Un libro indispensable para que los fridomaniacos tengan argumentos sólidos bajo los cuales sostener su obra, de una fuente autorisadísima como lo es la de la propia mano de la pintora para con ello darle, espero, otro valor a su vida y a su obra, un valor más cercano a los humanos que a los mitos.

Guiños de la vida en la obra


Mario Bellatin, El Gran Vidrio. Tres autobiografías, Anagrama/Colofón, Col. Narrativas hispánicas, México, 2007, 165 pp.

La obra de Mario Bellatin (Ciudad de México, 1960) es una de las más seductoras que se escriben actualmente en español. Me refiero a que desde la primera página de cualquiera de sus noveletas, Bellatin atrapa al lector con el estilo pulido y lacónico que ya lo caracteriza. Es así como rápidamente se entra en un ambiente hermético que invade y, en cierta medida, define la lectura. Por eso es extraño que en uno de los fragmentos del primero de los tres libros de que se compone El Gran Vidrio, Bellatin escriba: “322. Como se supondrá por lo que he relatado, el ambiente se tornó sombrío”. ¿Pero es que en algún momento el ambiente no fue sombrío? ¿Había necesidad de decir que el ambiente se tornaba sombrío? Desde luego la reiteración no es gratuita. También desde la primera página, la atmósfera en prácticamente todos los libros de Bellatin es sombría: desde sus primeras obras como Efecto invernadero, donde se cuentan los últimos días de vida del poeta peruano César Moro, y en especial en el moridero al que llegan los infectados de una nueva enfermedad en Salón de belleza hasta el inválido que depende de sus perros pastor belga-malinois en Perros Héroes.

Elementos de datos:
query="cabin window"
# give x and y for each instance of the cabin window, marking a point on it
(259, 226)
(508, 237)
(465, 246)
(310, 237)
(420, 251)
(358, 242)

» **QUÉ HARÁS**: Copia el texto proporcionado desde "Un libro indispensable" hasta "2007, 165 pp." y sustituye "pintora" por "artista".

» **SOLUCIÓN A CONTINUACIÓN**:
Un libro indispensable para que los fridomaniacos tengan argumentos sólidos bajo los cuales sostener su obra, de una fuente autorisadísima como lo es la de la propia mano de la artista para con ello darle, espero, otro valor a su vida y a su obra, un valor más cercano a los humanos que a los mitos.

Guiños de la vida en la obra


Mario Bellatin, El Gran Vidrio. Tres autobiografías, Anagrama/Colofón, Col. Narrativas hispánicas, México, 2007, 165 pp.